--- START ---

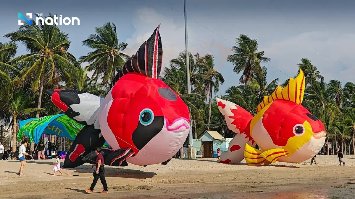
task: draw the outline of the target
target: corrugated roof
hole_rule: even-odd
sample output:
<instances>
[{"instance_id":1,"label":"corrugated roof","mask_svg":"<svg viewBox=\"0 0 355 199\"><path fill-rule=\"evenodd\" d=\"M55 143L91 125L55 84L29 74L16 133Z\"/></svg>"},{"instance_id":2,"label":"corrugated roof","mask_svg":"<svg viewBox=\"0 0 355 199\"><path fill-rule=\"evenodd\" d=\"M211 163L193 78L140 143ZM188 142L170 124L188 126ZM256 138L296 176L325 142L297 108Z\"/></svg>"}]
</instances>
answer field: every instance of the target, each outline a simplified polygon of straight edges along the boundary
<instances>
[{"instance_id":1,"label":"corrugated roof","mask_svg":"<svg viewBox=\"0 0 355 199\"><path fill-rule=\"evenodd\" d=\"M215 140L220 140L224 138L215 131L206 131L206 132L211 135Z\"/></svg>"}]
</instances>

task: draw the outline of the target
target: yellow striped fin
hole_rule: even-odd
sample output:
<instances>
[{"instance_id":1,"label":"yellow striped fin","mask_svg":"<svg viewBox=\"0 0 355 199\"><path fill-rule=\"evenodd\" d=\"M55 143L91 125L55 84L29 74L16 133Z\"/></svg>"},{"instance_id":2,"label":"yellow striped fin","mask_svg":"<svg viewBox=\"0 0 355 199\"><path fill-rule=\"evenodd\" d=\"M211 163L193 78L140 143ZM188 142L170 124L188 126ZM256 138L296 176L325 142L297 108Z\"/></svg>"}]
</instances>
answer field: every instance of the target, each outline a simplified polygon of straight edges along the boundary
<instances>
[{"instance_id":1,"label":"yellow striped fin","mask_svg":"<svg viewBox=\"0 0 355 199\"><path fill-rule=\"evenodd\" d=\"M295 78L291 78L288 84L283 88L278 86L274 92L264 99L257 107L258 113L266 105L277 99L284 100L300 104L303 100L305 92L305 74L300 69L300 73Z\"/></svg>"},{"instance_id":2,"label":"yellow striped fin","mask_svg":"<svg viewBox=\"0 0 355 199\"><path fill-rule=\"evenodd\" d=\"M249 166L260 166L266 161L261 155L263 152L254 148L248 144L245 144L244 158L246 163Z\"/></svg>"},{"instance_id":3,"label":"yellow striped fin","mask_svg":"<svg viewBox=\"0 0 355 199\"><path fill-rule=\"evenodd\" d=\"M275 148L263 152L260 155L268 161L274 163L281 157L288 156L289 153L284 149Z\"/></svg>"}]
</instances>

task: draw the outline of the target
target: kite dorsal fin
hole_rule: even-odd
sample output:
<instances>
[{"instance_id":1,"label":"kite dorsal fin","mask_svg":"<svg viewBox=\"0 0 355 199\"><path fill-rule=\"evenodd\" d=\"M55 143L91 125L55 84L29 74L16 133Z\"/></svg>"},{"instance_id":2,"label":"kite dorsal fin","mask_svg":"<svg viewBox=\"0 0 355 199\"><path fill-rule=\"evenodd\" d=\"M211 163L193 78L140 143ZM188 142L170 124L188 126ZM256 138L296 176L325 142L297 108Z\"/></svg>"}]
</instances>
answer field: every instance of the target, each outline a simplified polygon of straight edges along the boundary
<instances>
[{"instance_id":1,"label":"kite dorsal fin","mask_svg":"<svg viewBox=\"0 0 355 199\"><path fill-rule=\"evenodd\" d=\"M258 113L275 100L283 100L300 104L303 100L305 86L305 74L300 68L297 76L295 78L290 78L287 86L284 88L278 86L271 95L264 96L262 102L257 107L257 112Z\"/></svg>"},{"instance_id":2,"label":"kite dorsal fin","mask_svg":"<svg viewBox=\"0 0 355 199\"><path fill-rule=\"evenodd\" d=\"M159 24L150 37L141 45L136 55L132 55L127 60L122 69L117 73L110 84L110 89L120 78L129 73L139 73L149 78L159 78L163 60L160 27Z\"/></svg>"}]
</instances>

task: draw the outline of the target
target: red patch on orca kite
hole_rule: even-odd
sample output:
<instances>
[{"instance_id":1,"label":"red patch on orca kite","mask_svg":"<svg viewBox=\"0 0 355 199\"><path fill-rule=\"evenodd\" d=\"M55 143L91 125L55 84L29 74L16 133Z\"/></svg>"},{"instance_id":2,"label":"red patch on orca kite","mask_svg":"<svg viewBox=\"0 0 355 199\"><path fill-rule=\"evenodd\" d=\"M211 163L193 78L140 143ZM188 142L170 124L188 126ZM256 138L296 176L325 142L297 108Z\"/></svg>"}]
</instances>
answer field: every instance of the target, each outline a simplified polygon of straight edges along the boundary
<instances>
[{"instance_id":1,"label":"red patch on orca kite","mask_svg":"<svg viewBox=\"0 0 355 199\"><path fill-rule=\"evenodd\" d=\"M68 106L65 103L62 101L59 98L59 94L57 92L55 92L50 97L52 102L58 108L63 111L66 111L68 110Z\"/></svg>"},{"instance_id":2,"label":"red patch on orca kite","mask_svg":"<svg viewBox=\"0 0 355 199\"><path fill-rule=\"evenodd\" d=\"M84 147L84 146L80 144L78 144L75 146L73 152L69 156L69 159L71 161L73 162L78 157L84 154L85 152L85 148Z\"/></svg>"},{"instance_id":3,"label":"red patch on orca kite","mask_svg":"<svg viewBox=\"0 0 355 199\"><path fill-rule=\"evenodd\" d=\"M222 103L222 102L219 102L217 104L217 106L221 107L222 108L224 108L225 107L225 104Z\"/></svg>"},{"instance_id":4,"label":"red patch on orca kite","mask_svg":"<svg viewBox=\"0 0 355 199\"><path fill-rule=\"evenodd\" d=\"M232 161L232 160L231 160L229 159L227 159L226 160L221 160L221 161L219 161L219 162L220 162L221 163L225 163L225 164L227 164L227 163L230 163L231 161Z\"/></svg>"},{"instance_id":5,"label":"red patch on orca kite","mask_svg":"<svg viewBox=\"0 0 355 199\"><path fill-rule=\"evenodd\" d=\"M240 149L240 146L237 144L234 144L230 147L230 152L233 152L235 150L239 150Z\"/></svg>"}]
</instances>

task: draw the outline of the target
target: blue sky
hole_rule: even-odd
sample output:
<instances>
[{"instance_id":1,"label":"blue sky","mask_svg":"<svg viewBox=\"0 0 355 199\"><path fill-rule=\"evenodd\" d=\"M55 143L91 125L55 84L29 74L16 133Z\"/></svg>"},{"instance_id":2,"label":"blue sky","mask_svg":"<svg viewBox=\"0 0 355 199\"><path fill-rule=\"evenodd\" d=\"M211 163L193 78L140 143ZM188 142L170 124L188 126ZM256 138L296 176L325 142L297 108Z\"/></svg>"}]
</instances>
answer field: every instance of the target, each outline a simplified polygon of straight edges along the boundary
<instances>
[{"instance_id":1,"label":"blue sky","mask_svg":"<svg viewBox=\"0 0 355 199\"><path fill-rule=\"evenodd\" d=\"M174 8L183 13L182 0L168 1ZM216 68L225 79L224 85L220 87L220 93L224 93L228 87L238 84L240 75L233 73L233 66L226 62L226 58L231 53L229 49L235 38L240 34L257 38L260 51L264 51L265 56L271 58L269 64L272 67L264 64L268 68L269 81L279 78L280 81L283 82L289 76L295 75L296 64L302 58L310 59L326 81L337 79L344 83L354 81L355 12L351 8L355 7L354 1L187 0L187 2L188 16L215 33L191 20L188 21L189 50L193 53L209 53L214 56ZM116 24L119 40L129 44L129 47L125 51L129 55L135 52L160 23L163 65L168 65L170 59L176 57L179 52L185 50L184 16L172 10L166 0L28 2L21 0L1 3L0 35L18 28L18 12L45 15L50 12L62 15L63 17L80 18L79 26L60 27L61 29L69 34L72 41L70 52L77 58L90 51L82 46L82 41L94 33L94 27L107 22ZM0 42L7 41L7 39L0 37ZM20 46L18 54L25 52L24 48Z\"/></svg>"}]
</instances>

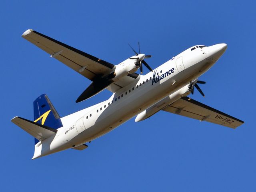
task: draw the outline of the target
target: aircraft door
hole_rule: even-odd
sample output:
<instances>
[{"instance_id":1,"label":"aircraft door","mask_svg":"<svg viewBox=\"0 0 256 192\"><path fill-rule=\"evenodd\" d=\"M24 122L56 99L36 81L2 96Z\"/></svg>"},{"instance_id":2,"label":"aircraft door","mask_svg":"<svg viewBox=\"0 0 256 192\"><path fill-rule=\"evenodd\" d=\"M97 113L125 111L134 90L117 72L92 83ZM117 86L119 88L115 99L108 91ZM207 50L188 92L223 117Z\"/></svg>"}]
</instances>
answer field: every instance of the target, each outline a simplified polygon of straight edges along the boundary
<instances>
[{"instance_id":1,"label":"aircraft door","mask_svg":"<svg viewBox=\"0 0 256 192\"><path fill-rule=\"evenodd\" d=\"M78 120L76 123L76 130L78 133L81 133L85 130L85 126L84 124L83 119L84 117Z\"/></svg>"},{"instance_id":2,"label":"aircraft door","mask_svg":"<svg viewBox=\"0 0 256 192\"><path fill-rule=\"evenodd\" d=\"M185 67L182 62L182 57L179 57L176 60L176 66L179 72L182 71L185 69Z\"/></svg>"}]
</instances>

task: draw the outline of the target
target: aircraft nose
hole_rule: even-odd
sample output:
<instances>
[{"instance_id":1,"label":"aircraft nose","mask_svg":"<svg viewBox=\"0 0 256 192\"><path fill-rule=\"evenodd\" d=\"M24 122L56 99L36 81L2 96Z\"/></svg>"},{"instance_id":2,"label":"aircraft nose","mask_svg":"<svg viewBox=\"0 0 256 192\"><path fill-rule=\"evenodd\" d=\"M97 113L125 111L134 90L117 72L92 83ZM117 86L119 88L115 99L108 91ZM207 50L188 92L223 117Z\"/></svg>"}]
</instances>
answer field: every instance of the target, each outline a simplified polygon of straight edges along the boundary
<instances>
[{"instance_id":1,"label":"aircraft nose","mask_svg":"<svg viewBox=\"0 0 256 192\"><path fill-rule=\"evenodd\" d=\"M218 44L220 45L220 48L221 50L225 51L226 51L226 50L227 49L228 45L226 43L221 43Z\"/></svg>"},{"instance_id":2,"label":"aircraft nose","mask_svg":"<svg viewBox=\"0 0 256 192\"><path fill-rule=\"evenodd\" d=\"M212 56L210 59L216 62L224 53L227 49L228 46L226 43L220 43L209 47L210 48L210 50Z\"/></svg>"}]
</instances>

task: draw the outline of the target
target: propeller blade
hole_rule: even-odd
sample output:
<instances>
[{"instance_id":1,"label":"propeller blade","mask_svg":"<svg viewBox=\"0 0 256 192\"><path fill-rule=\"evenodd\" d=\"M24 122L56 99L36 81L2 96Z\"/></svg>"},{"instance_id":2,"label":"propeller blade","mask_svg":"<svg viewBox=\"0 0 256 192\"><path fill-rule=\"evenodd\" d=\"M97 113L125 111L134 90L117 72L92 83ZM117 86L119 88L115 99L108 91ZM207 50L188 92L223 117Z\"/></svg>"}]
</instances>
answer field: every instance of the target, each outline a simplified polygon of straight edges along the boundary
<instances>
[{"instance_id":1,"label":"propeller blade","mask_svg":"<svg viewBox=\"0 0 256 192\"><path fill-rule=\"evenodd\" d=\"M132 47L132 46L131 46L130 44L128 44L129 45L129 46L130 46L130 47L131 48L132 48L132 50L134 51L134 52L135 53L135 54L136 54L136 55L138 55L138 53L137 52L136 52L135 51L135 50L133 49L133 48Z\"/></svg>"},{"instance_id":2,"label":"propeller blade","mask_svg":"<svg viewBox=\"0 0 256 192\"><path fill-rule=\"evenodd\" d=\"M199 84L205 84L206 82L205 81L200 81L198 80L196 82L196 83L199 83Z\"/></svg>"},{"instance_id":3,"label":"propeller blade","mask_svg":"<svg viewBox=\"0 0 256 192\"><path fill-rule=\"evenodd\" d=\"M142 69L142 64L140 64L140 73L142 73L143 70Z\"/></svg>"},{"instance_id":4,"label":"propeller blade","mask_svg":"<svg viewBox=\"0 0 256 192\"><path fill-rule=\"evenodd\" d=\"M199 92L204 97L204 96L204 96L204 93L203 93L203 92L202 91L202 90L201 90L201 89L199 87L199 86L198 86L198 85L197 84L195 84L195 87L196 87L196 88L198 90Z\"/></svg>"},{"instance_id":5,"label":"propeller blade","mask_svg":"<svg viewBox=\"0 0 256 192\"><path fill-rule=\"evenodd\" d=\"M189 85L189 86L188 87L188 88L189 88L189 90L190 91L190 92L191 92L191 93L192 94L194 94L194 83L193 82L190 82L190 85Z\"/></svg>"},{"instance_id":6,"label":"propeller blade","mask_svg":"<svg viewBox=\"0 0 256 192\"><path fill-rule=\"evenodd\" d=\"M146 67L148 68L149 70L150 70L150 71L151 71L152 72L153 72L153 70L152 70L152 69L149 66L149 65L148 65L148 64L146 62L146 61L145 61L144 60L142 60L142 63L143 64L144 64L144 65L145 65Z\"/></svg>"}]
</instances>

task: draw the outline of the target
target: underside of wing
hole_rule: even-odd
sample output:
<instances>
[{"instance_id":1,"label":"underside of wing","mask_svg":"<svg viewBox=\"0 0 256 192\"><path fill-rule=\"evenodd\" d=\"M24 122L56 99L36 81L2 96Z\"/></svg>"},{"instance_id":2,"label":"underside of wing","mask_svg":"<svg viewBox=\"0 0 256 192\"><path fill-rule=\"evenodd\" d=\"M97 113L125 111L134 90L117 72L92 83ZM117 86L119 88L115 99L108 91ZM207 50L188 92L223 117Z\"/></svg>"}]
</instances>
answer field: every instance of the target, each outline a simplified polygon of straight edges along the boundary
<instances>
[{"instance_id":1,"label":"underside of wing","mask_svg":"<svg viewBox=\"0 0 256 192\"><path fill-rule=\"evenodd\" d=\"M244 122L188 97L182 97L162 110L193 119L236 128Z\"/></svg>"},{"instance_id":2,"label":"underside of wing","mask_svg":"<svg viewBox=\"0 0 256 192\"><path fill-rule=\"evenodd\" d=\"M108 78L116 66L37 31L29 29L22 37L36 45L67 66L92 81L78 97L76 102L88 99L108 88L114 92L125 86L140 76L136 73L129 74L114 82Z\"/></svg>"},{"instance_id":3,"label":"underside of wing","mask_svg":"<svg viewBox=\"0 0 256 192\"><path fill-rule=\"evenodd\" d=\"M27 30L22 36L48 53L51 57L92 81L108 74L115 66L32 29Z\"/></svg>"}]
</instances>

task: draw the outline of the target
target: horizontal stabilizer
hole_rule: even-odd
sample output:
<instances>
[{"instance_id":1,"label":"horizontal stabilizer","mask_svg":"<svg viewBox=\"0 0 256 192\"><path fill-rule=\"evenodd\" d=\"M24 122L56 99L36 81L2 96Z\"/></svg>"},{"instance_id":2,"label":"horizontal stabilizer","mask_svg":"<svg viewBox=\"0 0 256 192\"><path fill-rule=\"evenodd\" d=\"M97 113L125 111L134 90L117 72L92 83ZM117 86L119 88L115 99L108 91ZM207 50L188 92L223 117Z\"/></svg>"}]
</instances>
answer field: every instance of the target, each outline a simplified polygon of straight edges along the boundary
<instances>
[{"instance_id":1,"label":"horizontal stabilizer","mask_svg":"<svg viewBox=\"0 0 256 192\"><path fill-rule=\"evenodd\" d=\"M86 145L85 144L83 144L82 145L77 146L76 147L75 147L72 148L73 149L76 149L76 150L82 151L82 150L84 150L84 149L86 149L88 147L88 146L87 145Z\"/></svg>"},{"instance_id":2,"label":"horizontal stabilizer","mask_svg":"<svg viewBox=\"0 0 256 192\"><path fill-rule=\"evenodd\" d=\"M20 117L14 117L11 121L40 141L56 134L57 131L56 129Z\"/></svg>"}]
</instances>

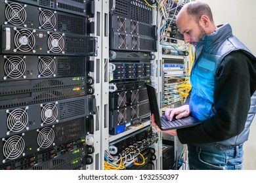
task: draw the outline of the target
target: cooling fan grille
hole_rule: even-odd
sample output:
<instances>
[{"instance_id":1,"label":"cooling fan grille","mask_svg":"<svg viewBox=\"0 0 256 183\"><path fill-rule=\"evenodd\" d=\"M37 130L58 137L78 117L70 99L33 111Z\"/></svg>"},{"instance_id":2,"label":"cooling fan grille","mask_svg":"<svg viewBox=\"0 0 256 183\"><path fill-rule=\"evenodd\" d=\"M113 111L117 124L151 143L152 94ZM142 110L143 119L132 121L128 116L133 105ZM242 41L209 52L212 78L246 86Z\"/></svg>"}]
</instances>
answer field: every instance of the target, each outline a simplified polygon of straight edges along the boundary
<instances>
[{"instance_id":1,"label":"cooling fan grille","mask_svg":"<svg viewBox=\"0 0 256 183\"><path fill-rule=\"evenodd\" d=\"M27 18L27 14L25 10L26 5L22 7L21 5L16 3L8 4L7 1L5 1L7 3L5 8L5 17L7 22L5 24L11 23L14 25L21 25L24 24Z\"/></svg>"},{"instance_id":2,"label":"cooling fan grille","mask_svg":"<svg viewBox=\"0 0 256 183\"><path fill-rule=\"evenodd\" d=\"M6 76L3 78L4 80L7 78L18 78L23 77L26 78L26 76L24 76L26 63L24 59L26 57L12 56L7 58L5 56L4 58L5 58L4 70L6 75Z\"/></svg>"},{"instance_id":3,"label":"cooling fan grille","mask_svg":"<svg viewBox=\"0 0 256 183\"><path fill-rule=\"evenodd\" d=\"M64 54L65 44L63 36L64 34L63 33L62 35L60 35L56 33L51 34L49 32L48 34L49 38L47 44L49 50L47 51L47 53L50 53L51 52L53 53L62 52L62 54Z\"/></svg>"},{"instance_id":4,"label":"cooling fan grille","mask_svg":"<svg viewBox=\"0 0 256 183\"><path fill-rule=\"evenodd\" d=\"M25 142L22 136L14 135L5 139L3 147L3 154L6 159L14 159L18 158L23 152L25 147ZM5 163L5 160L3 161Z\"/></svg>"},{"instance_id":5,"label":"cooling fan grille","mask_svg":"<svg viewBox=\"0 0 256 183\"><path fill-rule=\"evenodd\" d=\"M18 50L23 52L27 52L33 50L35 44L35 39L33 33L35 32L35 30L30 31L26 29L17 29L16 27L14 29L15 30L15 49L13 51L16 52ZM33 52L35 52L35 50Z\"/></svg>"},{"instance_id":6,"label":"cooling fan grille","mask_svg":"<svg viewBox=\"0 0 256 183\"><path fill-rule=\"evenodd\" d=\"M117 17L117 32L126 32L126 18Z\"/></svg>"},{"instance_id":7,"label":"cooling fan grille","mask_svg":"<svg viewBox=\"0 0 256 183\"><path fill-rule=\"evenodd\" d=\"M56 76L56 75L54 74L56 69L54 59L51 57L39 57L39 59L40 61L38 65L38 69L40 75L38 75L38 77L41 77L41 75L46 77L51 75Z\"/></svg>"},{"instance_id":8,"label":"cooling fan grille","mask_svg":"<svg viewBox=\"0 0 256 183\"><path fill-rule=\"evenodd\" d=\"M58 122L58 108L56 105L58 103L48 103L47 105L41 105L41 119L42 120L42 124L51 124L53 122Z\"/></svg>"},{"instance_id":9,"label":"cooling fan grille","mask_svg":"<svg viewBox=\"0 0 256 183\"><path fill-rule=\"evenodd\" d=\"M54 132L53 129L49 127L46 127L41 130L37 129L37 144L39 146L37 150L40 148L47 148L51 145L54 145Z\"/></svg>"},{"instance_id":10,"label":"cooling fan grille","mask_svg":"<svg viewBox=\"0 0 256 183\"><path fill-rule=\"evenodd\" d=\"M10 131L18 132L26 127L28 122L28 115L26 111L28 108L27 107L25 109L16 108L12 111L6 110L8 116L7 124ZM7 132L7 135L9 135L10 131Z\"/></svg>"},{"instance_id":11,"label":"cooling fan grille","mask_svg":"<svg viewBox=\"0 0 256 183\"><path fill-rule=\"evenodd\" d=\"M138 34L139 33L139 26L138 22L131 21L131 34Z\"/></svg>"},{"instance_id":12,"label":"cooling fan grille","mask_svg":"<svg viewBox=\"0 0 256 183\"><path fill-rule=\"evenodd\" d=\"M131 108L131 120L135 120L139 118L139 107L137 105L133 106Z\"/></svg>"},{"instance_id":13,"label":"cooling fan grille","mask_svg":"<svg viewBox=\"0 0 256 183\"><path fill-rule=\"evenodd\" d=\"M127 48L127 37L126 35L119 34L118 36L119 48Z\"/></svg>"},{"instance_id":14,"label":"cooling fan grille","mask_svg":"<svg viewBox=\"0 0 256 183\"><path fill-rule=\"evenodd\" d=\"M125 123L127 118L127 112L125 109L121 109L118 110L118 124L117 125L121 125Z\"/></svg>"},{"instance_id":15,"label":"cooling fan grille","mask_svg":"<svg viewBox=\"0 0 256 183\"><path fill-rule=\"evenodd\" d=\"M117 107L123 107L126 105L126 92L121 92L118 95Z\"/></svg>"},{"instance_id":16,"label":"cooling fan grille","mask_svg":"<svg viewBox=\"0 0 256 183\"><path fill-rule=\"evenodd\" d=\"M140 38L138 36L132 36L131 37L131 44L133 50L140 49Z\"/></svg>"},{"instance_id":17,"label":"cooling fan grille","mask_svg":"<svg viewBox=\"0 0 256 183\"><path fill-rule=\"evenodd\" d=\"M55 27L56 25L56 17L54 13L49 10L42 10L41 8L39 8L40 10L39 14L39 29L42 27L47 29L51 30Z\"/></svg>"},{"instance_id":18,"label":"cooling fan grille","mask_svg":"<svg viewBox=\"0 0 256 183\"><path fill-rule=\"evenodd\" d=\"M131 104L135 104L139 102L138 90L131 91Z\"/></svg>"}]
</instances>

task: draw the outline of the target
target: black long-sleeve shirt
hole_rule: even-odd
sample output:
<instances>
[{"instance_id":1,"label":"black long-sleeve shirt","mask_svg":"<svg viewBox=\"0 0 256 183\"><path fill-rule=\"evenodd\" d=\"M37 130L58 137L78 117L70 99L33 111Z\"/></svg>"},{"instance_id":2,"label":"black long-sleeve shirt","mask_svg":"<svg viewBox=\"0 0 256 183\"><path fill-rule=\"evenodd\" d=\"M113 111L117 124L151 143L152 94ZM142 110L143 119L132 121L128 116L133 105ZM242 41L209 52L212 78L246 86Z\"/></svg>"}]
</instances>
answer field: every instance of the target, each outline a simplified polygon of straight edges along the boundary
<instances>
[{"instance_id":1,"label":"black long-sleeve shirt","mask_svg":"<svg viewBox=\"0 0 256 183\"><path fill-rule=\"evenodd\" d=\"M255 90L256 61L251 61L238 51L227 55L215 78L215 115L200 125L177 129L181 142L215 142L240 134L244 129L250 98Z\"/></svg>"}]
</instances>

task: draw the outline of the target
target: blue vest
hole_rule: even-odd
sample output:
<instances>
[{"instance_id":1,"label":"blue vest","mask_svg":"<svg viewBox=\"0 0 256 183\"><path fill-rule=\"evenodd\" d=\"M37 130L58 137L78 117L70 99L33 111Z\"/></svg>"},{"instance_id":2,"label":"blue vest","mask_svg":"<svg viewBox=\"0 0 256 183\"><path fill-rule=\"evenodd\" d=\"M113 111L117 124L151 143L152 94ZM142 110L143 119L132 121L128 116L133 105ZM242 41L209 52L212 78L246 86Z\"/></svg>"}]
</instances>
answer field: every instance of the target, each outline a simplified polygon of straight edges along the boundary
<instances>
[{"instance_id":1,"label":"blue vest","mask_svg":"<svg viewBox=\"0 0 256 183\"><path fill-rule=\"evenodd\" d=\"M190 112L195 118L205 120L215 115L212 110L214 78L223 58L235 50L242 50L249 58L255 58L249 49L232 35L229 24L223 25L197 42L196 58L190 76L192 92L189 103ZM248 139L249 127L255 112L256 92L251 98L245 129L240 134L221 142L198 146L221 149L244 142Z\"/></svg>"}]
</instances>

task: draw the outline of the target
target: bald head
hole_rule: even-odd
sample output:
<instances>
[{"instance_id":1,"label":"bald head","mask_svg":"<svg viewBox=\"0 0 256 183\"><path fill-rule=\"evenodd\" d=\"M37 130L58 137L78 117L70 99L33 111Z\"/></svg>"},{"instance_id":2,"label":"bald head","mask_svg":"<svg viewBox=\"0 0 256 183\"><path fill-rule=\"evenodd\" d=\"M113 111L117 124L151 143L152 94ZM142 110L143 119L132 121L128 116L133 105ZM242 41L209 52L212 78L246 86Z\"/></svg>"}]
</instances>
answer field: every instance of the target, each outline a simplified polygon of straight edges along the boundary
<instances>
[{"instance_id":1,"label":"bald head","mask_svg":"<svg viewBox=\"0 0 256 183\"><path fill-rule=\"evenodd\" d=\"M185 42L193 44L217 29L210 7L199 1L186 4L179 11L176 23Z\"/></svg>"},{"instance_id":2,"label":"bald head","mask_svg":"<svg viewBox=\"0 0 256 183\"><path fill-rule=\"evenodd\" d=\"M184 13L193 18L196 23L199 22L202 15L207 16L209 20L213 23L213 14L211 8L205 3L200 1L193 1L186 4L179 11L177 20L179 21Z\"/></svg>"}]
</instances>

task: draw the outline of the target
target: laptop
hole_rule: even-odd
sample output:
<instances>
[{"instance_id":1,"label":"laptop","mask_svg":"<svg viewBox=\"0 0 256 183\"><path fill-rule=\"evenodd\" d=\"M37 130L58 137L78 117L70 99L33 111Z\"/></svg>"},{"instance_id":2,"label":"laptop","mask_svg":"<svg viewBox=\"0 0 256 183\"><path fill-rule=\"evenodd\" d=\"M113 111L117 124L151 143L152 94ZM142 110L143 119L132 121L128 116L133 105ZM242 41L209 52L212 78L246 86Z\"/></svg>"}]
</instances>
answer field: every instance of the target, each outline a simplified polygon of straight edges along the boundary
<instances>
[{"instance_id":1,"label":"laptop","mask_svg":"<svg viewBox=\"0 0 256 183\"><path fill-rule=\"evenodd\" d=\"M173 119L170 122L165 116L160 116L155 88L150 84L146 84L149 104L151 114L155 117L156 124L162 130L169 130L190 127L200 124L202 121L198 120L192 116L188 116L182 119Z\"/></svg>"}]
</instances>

--- END ---

*TASK OBJECTIVE*: List every line of the data above that contains the string "stabilizer", matching its case exactly.

*ANSWER TO THE EXERCISE*:
target: horizontal stabilizer
[{"instance_id":1,"label":"horizontal stabilizer","mask_svg":"<svg viewBox=\"0 0 256 192\"><path fill-rule=\"evenodd\" d=\"M24 122L56 99L36 81L2 96Z\"/></svg>"},{"instance_id":2,"label":"horizontal stabilizer","mask_svg":"<svg viewBox=\"0 0 256 192\"><path fill-rule=\"evenodd\" d=\"M97 113L125 111L134 90L117 72L92 83ZM117 86L119 88L115 99L108 91ZM207 50L188 92L223 117Z\"/></svg>"}]
[{"instance_id":1,"label":"horizontal stabilizer","mask_svg":"<svg viewBox=\"0 0 256 192\"><path fill-rule=\"evenodd\" d=\"M86 145L85 144L83 144L82 145L77 146L76 147L75 147L72 148L73 149L76 149L76 150L82 151L82 150L84 150L84 149L86 149L88 147L88 146L87 145Z\"/></svg>"},{"instance_id":2,"label":"horizontal stabilizer","mask_svg":"<svg viewBox=\"0 0 256 192\"><path fill-rule=\"evenodd\" d=\"M20 117L14 117L11 121L40 141L56 134L57 131L56 129Z\"/></svg>"}]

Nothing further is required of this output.